CONSIGNE » Recopiez uniquement le passage qui va de la ligne contenant "One pin per instance of the sandy" jusqu'à celle contenant "<point>209,584</point>", ces deux lignes comprises, consignes incluses. Redimensionnez au passage les coordonnées des réponses en les multipliant par 1,7 et en arrondissant chacune à l'entier, les demis vers le haut.

++++ LISTE DES ENTRÉES ++++

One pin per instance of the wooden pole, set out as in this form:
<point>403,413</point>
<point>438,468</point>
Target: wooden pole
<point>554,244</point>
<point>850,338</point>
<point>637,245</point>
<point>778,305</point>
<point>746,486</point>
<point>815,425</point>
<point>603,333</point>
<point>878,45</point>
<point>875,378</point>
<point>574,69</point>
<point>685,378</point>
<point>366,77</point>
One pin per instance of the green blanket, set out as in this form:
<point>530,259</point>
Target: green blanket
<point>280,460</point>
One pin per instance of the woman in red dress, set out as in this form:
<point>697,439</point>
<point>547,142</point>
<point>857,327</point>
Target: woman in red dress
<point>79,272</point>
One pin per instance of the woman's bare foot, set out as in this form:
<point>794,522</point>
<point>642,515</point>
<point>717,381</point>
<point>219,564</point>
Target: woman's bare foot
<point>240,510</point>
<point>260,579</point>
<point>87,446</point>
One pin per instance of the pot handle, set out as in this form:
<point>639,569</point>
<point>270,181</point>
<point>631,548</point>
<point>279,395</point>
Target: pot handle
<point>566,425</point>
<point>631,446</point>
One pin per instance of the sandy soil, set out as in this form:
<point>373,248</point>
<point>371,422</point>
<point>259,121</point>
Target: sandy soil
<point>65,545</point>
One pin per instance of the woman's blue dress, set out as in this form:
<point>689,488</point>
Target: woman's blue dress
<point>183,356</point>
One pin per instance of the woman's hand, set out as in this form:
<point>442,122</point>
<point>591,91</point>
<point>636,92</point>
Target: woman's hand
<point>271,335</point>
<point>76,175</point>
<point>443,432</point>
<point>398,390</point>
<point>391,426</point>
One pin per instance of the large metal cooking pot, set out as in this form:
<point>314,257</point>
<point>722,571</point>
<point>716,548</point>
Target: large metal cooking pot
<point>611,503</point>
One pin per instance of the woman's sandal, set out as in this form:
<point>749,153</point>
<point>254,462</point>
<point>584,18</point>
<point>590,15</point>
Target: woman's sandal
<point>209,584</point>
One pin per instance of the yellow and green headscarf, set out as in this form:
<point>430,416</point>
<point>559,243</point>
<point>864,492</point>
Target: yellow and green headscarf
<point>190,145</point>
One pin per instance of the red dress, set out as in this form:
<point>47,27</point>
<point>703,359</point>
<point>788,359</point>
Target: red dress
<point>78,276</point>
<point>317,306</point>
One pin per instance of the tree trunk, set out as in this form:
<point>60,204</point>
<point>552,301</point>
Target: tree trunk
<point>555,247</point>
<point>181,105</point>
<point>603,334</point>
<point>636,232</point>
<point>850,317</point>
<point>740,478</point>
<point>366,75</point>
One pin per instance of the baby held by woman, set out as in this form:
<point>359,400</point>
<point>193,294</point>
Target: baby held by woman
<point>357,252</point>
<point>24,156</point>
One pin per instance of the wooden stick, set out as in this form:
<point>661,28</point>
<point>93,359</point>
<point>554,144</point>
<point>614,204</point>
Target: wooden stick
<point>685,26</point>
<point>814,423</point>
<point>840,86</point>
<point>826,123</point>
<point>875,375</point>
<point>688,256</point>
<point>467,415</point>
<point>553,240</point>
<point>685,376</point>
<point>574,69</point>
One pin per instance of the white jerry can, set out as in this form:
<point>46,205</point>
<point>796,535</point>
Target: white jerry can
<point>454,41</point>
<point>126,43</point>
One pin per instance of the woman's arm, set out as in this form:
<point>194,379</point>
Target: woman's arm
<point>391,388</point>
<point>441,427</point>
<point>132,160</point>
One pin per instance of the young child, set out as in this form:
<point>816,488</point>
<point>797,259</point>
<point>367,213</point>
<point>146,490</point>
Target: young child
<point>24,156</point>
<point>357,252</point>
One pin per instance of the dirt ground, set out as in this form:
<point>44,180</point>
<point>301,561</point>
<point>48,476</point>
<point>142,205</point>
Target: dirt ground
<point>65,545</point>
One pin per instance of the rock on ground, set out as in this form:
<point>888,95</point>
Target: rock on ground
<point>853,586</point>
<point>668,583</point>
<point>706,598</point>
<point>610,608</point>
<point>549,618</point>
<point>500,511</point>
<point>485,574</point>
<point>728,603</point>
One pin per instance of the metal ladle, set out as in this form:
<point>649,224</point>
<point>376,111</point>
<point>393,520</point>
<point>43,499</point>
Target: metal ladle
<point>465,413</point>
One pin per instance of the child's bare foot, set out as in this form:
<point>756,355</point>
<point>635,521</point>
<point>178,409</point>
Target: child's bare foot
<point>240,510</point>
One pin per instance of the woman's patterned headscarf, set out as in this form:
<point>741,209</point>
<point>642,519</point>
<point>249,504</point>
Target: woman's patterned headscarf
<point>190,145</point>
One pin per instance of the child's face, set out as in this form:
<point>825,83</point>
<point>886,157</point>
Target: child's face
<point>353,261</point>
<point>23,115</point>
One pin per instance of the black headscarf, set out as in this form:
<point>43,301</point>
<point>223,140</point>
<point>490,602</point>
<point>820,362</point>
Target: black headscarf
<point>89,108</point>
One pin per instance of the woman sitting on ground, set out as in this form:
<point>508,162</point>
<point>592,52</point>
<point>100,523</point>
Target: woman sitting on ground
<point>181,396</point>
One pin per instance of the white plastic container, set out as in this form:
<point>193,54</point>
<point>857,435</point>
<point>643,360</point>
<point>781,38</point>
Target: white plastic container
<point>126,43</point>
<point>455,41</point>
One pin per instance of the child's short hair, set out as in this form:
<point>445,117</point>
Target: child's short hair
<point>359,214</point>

++++

RÉPONSE »
One pin per instance of the sandy soil, set out as in this form:
<point>373,248</point>
<point>371,422</point>
<point>259,121</point>
Target: sandy soil
<point>111,927</point>
One pin per instance of the woman's blue dress, set out as in this form:
<point>689,488</point>
Target: woman's blue dress
<point>311,605</point>
One pin per instance of the woman's hand, set out as in this form:
<point>442,122</point>
<point>591,91</point>
<point>636,92</point>
Target: woman's hand
<point>461,570</point>
<point>129,298</point>
<point>753,734</point>
<point>677,663</point>
<point>665,724</point>
One pin per instance of the large metal cooking pot, set out as in this form:
<point>314,257</point>
<point>722,571</point>
<point>716,548</point>
Target: large metal cooking pot
<point>1039,855</point>
One pin per instance of the woman's sandal, set out as in this form:
<point>749,153</point>
<point>254,462</point>
<point>584,18</point>
<point>590,15</point>
Target: woman's sandal
<point>355,993</point>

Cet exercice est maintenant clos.